* **MATERIAL FOR THE TASK**
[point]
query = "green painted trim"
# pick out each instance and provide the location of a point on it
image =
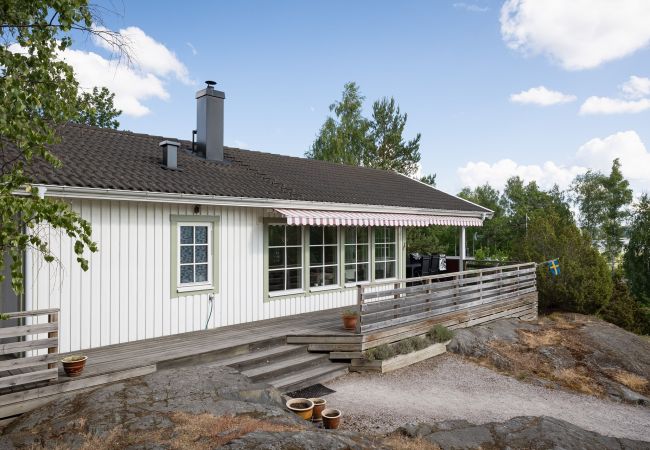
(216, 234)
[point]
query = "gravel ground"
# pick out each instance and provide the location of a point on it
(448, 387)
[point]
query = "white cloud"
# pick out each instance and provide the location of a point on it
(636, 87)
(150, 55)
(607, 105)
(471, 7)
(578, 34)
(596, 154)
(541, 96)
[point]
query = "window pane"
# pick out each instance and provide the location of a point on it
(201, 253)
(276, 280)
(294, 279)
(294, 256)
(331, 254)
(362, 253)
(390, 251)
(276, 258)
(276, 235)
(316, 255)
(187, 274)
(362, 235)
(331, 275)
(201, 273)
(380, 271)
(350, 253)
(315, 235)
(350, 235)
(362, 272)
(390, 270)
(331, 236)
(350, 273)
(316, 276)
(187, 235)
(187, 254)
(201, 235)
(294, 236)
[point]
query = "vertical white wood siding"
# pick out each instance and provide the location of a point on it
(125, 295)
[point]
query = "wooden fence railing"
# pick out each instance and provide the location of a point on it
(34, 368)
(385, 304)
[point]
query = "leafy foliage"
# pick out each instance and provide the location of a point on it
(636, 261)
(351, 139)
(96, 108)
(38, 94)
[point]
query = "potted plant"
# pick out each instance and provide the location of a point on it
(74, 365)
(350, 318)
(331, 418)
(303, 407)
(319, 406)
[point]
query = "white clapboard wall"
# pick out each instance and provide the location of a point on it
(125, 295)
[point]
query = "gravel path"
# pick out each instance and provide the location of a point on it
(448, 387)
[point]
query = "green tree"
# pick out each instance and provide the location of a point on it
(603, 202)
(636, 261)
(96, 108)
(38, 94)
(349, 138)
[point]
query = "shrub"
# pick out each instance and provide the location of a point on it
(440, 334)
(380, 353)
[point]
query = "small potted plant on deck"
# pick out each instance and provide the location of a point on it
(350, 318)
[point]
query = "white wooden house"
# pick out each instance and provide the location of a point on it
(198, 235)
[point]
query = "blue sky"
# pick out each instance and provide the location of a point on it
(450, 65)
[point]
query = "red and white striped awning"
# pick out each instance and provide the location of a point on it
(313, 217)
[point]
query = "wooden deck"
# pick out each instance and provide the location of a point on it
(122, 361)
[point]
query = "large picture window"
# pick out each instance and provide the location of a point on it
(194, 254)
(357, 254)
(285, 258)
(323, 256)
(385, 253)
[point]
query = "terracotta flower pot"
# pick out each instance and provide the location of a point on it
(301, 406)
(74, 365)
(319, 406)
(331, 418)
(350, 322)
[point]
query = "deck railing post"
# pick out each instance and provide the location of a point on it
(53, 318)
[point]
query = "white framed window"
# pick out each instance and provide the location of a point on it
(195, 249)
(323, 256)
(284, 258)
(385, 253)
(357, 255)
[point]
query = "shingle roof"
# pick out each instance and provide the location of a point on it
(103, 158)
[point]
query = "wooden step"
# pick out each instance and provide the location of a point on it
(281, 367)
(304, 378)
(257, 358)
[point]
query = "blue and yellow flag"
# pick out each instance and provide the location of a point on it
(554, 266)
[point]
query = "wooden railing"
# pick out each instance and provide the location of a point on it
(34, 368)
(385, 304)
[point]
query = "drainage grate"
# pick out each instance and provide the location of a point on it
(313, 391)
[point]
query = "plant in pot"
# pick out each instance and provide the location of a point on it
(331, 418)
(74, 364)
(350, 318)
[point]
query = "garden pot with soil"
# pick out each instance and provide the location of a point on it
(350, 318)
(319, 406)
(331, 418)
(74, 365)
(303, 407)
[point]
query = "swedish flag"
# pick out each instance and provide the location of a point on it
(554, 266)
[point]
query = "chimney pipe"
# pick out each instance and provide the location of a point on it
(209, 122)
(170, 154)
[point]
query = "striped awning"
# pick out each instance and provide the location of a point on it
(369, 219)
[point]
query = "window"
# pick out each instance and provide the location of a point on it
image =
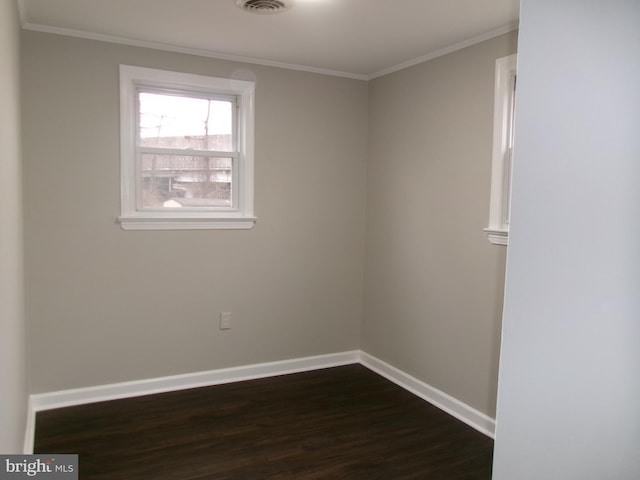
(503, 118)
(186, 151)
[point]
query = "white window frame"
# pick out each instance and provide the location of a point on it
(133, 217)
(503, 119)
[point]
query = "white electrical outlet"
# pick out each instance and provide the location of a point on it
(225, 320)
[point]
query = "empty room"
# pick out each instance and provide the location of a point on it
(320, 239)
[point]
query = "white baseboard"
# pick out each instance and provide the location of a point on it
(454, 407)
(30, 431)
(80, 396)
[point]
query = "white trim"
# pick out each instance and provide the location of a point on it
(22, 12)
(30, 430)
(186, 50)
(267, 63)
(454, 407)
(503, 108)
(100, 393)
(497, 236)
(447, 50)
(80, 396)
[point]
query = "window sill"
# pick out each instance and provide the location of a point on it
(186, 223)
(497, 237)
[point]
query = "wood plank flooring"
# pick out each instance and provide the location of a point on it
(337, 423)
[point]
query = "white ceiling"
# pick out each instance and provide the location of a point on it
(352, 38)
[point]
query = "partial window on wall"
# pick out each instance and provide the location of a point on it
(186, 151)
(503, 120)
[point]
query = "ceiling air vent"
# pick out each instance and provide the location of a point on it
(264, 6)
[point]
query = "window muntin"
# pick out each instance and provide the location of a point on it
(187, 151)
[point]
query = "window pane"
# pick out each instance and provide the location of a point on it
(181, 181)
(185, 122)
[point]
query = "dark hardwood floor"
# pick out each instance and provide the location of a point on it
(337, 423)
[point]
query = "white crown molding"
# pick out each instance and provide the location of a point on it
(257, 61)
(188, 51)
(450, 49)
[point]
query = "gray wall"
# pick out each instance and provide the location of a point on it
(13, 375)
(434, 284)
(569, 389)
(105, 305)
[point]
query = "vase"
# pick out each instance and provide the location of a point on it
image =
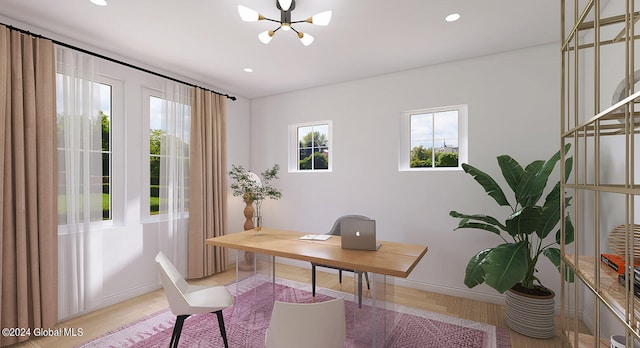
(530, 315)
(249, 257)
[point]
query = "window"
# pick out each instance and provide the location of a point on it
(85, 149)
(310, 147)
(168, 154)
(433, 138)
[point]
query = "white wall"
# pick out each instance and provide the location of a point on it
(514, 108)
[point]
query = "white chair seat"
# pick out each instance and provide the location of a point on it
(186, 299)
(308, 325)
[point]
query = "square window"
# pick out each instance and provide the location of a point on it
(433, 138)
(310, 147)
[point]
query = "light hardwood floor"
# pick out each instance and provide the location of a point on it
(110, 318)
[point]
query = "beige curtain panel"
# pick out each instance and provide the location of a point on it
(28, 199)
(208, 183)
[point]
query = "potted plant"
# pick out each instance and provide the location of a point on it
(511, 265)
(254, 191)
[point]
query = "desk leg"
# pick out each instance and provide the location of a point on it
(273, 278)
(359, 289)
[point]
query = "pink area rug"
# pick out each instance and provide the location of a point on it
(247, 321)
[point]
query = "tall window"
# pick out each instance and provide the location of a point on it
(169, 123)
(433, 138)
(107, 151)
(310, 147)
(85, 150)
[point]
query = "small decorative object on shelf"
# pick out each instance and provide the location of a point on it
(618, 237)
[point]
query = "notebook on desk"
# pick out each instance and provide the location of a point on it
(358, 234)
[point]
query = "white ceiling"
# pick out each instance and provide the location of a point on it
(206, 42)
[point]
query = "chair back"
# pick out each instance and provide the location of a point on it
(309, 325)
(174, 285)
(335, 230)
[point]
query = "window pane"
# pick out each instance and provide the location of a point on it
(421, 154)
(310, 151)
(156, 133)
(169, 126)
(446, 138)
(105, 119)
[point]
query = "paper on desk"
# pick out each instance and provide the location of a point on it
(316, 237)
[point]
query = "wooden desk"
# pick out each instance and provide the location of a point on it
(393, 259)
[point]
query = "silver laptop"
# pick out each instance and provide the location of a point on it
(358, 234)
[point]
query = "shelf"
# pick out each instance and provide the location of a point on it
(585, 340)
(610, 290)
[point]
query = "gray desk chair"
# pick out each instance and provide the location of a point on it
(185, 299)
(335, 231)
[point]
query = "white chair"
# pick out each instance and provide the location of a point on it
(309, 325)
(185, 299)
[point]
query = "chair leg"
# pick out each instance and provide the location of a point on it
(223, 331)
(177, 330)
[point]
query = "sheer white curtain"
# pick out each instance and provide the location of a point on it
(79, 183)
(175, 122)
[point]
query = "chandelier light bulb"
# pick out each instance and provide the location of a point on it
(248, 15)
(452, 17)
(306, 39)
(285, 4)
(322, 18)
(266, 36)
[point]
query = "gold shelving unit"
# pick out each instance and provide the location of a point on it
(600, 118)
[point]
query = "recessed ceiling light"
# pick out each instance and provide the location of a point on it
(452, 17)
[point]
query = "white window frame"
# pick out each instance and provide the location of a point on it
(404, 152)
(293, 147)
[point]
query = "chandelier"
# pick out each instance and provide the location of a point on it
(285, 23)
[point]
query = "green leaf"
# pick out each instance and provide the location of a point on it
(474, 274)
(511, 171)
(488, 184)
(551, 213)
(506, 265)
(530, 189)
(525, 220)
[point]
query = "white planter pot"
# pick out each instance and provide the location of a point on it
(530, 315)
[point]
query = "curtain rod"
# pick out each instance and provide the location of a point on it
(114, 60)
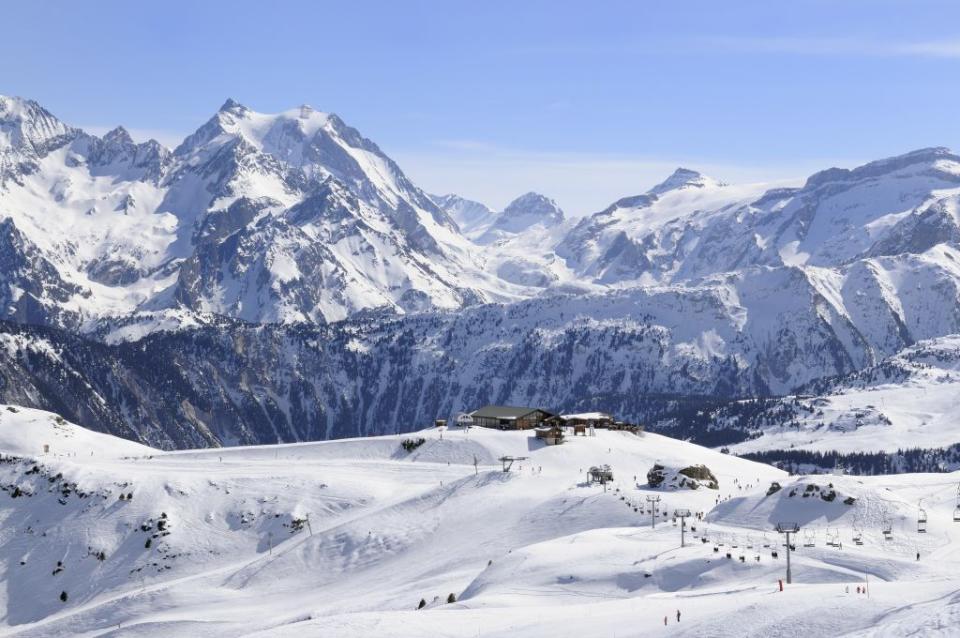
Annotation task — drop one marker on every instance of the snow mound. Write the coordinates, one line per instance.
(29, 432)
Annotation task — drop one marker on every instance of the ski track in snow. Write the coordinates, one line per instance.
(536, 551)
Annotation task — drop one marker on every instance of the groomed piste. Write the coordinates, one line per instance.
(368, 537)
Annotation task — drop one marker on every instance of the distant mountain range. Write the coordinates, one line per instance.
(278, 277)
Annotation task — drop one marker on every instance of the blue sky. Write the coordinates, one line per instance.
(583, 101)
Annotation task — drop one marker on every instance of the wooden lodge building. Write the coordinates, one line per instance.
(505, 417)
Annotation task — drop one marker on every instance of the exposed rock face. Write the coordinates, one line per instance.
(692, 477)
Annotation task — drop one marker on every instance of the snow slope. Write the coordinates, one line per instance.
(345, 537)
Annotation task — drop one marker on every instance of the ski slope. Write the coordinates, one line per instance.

* **TASK TO COMPLETE**
The answer must consist of every line above that contains the word "trim".

* **WRITTEN RESPONSE**
query = "green painted trim"
query = "white trim"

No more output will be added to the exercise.